━━━ Material for the task

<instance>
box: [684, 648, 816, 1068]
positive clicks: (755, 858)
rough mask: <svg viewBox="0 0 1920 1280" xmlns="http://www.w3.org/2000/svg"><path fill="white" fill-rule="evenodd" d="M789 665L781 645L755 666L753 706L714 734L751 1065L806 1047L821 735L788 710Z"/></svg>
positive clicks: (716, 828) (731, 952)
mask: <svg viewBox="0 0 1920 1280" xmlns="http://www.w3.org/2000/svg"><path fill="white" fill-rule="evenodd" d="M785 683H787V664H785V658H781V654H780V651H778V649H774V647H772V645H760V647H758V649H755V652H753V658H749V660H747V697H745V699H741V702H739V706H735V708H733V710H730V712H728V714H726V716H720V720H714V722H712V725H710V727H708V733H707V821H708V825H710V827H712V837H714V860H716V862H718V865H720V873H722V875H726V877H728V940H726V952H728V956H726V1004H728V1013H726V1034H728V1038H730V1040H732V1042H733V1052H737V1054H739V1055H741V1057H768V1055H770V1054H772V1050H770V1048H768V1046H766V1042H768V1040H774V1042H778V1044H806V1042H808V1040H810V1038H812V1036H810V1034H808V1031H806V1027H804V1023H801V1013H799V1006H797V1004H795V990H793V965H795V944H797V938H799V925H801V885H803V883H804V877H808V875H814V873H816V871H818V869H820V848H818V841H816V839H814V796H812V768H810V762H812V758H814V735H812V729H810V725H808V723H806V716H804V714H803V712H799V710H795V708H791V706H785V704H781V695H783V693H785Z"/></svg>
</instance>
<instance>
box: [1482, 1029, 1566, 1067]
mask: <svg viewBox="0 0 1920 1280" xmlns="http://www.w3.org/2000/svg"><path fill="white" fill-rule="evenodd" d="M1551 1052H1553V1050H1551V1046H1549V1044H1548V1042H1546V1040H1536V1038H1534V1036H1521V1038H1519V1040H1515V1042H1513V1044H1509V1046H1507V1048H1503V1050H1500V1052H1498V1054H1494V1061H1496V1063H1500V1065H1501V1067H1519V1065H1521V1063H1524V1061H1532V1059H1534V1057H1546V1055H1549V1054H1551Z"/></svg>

━━━━━━
━━━ Material for the task

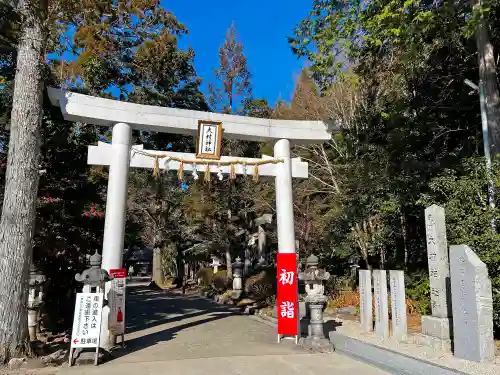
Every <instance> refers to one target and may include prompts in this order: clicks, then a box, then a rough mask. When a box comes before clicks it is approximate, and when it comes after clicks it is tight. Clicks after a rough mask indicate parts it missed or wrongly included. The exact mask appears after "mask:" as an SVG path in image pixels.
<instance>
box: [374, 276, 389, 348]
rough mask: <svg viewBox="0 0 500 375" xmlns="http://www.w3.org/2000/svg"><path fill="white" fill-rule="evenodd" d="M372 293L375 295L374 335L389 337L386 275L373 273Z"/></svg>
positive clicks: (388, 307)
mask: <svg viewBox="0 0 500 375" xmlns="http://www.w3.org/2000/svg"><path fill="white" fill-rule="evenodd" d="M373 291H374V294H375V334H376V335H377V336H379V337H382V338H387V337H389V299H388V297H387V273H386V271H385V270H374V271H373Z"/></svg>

━━━━━━
━━━ Material for the task

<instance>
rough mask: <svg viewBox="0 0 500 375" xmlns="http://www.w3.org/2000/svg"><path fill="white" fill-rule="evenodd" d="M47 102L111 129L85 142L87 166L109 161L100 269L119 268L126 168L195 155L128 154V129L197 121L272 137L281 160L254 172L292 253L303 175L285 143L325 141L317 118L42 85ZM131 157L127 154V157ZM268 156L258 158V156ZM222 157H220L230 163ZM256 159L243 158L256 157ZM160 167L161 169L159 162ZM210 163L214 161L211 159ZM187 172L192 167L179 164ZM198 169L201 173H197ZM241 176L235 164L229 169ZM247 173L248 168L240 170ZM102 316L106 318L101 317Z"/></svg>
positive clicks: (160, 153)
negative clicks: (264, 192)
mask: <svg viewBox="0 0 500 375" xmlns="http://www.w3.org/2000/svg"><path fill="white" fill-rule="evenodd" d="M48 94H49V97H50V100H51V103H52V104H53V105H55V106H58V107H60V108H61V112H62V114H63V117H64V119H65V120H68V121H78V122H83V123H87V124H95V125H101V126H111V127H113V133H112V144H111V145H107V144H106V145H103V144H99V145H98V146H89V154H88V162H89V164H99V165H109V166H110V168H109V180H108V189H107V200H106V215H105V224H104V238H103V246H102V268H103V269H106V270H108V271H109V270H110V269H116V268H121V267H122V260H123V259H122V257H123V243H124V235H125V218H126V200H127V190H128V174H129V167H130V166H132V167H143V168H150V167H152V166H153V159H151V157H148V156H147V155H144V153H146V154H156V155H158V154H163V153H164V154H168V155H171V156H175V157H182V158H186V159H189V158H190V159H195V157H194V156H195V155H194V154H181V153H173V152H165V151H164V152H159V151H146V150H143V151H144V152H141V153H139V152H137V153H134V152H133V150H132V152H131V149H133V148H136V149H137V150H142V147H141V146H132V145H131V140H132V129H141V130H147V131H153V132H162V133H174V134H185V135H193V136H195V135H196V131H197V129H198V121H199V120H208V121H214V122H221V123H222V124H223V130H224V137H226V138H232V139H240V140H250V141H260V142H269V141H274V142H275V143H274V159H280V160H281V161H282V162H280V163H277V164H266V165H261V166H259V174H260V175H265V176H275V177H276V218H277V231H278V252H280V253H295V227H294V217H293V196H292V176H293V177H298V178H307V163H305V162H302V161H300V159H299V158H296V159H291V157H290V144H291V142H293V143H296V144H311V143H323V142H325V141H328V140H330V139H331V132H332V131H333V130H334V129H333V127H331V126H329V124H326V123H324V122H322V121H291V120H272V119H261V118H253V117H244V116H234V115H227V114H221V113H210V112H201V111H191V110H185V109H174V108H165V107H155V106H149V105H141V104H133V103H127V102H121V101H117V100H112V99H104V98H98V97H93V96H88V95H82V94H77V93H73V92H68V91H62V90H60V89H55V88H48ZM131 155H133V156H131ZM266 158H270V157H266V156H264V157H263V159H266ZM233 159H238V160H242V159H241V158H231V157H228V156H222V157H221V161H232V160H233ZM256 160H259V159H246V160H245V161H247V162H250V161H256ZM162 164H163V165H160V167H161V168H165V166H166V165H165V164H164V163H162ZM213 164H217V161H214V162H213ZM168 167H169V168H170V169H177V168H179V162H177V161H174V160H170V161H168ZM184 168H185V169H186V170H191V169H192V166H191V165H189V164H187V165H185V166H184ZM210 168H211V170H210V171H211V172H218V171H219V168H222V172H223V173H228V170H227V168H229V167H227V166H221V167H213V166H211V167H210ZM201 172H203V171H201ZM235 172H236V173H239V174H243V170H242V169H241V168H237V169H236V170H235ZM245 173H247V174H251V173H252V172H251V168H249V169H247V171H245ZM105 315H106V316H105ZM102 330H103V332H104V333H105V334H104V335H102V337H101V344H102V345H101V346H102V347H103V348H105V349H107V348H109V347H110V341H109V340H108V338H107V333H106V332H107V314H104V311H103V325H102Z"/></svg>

━━━━━━

Please repeat the entries from the line with "Every <instance> refers" up to and including the line with "positive clicks: (388, 307)", swapping "approximate" for "loose" and leaving everything else unchanged.

Every <instance> refers to one target and may include prompts in this order: clicks, then a box, then a rough mask. When a box comes before clicks it is loose, and when it comes after clicks it is tight. Clicks after a rough mask indicate parts it missed or wrongly included. The exact mask appears after "mask:" as an SVG path in image pixels.
<instance>
box: [374, 276, 389, 348]
rough mask: <svg viewBox="0 0 500 375" xmlns="http://www.w3.org/2000/svg"><path fill="white" fill-rule="evenodd" d="M372 293L375 295L374 335L389 337L386 275L373 273Z"/></svg>
positive clicks: (388, 307)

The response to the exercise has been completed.